(Coordinate annotation records)
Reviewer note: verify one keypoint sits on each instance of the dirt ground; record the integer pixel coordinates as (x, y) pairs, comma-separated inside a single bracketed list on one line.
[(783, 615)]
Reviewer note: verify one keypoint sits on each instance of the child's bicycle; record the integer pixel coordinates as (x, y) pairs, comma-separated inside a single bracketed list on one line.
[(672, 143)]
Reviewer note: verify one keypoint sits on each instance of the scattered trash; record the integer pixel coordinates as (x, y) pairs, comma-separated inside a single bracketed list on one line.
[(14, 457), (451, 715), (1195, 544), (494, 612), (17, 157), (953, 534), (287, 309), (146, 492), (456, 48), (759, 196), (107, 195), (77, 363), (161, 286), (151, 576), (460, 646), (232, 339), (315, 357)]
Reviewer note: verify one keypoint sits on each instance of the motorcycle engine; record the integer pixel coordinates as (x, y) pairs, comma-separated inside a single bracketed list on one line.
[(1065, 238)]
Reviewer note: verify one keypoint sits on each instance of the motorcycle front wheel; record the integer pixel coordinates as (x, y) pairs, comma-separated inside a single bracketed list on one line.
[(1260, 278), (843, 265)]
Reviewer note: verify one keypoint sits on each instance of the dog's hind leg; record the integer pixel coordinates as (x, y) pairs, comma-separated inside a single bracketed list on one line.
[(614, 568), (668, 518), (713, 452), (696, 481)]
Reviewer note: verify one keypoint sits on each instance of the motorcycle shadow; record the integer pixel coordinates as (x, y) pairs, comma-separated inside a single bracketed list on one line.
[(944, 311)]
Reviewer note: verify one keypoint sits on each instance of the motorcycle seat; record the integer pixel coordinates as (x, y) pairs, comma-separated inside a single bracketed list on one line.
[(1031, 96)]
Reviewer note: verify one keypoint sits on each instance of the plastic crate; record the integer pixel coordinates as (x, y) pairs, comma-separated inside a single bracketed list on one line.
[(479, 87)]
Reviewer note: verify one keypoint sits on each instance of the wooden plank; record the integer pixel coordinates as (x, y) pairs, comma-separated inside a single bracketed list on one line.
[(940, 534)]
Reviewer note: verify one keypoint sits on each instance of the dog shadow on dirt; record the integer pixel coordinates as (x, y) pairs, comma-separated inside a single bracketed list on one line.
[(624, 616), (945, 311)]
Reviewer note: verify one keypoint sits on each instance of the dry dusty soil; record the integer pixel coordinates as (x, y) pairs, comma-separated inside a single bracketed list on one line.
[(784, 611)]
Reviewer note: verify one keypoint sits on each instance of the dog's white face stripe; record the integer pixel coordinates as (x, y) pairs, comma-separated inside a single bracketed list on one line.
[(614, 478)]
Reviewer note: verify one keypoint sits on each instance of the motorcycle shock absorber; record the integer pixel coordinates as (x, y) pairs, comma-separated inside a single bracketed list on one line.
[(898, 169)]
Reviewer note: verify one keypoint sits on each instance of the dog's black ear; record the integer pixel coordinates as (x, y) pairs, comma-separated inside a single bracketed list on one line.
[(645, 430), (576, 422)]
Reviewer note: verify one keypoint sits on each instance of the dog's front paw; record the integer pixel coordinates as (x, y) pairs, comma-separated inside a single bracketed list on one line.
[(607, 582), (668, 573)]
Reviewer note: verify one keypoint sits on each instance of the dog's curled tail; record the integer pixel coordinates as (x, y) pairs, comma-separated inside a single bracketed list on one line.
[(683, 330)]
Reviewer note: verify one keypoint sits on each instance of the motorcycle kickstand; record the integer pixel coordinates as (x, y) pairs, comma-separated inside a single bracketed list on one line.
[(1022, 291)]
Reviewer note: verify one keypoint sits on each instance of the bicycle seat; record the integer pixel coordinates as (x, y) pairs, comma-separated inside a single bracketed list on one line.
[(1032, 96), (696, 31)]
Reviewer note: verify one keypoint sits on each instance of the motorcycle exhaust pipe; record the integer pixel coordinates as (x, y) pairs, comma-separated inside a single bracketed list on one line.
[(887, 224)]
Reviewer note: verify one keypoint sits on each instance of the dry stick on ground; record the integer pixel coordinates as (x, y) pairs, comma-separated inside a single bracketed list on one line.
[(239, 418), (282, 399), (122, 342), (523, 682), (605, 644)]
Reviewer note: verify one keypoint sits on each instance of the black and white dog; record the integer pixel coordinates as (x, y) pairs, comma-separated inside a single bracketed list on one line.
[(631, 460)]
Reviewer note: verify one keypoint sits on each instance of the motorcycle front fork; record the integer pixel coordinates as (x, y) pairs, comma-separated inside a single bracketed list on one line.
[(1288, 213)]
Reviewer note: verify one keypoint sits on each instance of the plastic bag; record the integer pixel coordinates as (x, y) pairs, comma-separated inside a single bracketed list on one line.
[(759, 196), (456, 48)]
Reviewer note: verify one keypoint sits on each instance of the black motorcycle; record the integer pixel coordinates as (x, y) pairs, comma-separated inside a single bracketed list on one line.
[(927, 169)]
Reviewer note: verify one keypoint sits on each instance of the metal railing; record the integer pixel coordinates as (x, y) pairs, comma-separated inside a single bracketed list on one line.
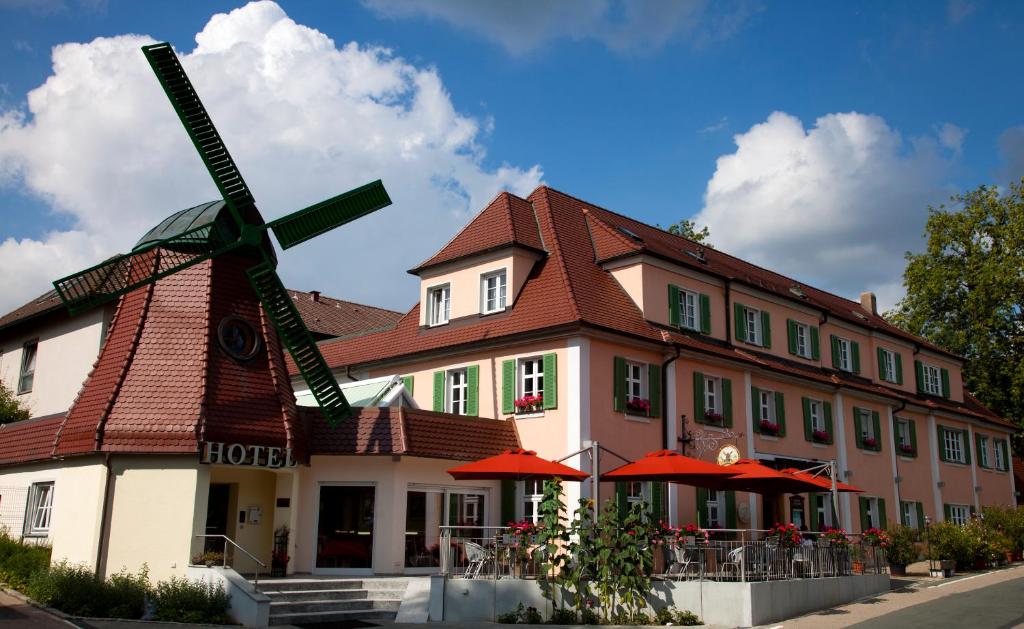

# [SHORT PROBLEM]
Give every line of the records above as a numbered list, skipping blank lines, and leave the pictures out of your answer.

# [RESULT OF THE TASK]
1. Reviewer note: verify one keypoint sits on each instance of the dirt ground; record the integer pixel coordinates as (x, y) pairs, comma-separated inside a single bracketed list on one line.
2. [(783, 615)]
3. Reviewer note: verify one keypoint sits on each instance of the child's bicycle; record the integer pixel coordinates as (x, y) pairs, comma-separated inside a single bracketed list on one line.
4. [(672, 143)]
5. Reviewer note: verify one keypoint sits on each instance of the scattered trash; record the integer pixel coordinates as (x, y) pairs, comma-separated inside a single bracketed list on one line.
6. [(14, 457), (451, 715), (1195, 544), (494, 612), (17, 157), (953, 534), (287, 309), (146, 492), (456, 48), (759, 196), (107, 195), (77, 363), (161, 286), (151, 576), (460, 646), (232, 339), (315, 357)]
7. Reviewer note: verify one keypoint sits on each instance of the motorcycle engine; record the integer pixel coordinates as (x, y) pairs, comma-separated inside a single bracketed list on one line.
8. [(1065, 238)]
9. Reviewer note: verify one keypoint sits on each instance of the motorcycle front wheel; record the integer pixel coordinates as (x, y) pairs, comma-separated inside a single bracketed list on one line.
10. [(1260, 278), (843, 265)]
11. Reviewer note: verify one keypoint sits on each instance of the dog's hind leg; record the integer pixel coordinates as (x, y) pairs, comma-separated inside a single bracketed list on one line.
12. [(614, 568), (668, 518), (713, 452), (696, 481)]
13. Reviewer note: verify one keypoint sits on each instance of the motorcycle shadow; record the integer pixel coordinates as (x, y) pairs, comma-separated inside a single bracketed list on one line.
14. [(944, 311)]
15. Reviewer note: verify one keypoint sits on each instance of the motorcycle seat; record the integer pixel coordinates as (x, y) pairs, comma-separated inside a single bracketed list on one line.
16. [(1031, 96)]
17. Reviewer note: verify one keypoint sits on each instance of the plastic crate; record the integer pixel coordinates as (x, y) pairs, comma-separated inside a single bracketed list on one line.
18. [(479, 87)]
19. Reviewer note: verify one keypoint sits on each instance of the wooden plank; record the integer pixel coordinates as (x, y) pairs, comma-separated inside a single bracketed list on one line.
20. [(940, 534)]
21. Reviewer note: verify one keypoint sits on each instance of the dog shadow on dirt; record the integer pixel coordinates as (x, y) pairs, comma-separated inside a single bracketed list on one line.
22. [(624, 616), (945, 311)]
23. Reviewer note: verify one keypoint sits on each instance of the dry dusty soil; record the integer pixel coordinates as (x, y) pairs, comma-separated inside a single bracketed list on one line.
24. [(784, 611)]
25. Reviewer note: verify one keypoint sits on each instance of the dog's white face stripe; record the integer pixel coordinates as (x, y) pairs, comma-separated inside a single bracketed list on one line.
26. [(614, 478)]
27. Reviewer note: verify one keypoint sits on each instance of the motorcycle shock absorber; record the integer pixel coordinates as (x, y) pairs, comma-separated inside a single bracketed list on one line.
28. [(898, 169)]
29. Reviewer note: verify one keypoint sits on each instance of the dog's black ear; record the integer pixel coordinates as (x, y) pairs, comma-separated inside a single bracketed list on one line.
30. [(645, 430), (576, 422)]
31. Reviewer note: verify one keypoint sits on each instance of the dog's front paw; record the integer pixel coordinates as (x, y) pairs, comma-separated inside a single bracketed list on one line.
32. [(607, 582), (668, 573)]
33. Reviewer note: verify one keypoint sits on each instance of the dog's curled tail; record the integer pixel coordinates as (x, y) pairs, comma-separated inside a single bracketed list on one line.
34. [(683, 330)]
35. Reviewer note: verify one keypoint sits on each instance of the motorcycle kickstand; record the integer pixel coordinates as (x, y) pairs, comma-separated inside a single bracketed list on one line.
36. [(1022, 291)]
37. Reviewer note: verify one keypoint sits on each instance of the bicycle seat; record the integer pixel coordinates as (x, y) pairs, comma-separated inside a single bracketed list on one line.
38. [(1032, 96), (696, 31)]
39. Reviewer note: verify one keypoint sits on each instance of the motorcycle exhaust pipe; record the integer pixel coordinates as (x, y) pairs, comma-separated inside a single bracketed list on one line.
40. [(887, 224)]
41. Reviewer note: verify one keypoint sits on each instance of the dry stick on ground; record the integer pixel coordinates as (x, y) pairs, comma-separated inside a single bracketed list on one line.
42. [(239, 418), (282, 399), (122, 342), (523, 682), (605, 644)]
43. Reviewer note: verify one keypoint sits on each instance of the black and white dog; record the integer pixel coordinates as (x, y) pairs, comma-separated inside a single bracketed list on one line.
44. [(631, 460)]
45. Reviewer note: verify one keypoint sits on each instance of the motorcycle front fork; record the integer pixel coordinates as (x, y) pairs, comma-separated inside a single bracketed list on one line.
46. [(1288, 213)]
47. Reviewer note: verify one keypoint sits on each instance of the plastic bag; record the integer pixel coordinates as (x, y) pairs, comma-separated inside a single bracketed list on one line.
48. [(759, 196), (456, 48)]
49. Reviewer note: verify one keypoint sits on each instance of the black motorcycle; record the integer pixel coordinates as (x, y) pairs, comma-separated inside a single bracketed list on one line.
50. [(927, 169)]
51. Reviewer note: verify one keypoint sits on each instance of the metal railing; record the integer pixel coordinates as (x, y) pairs, comma-separated inside a single bracketed list on one line.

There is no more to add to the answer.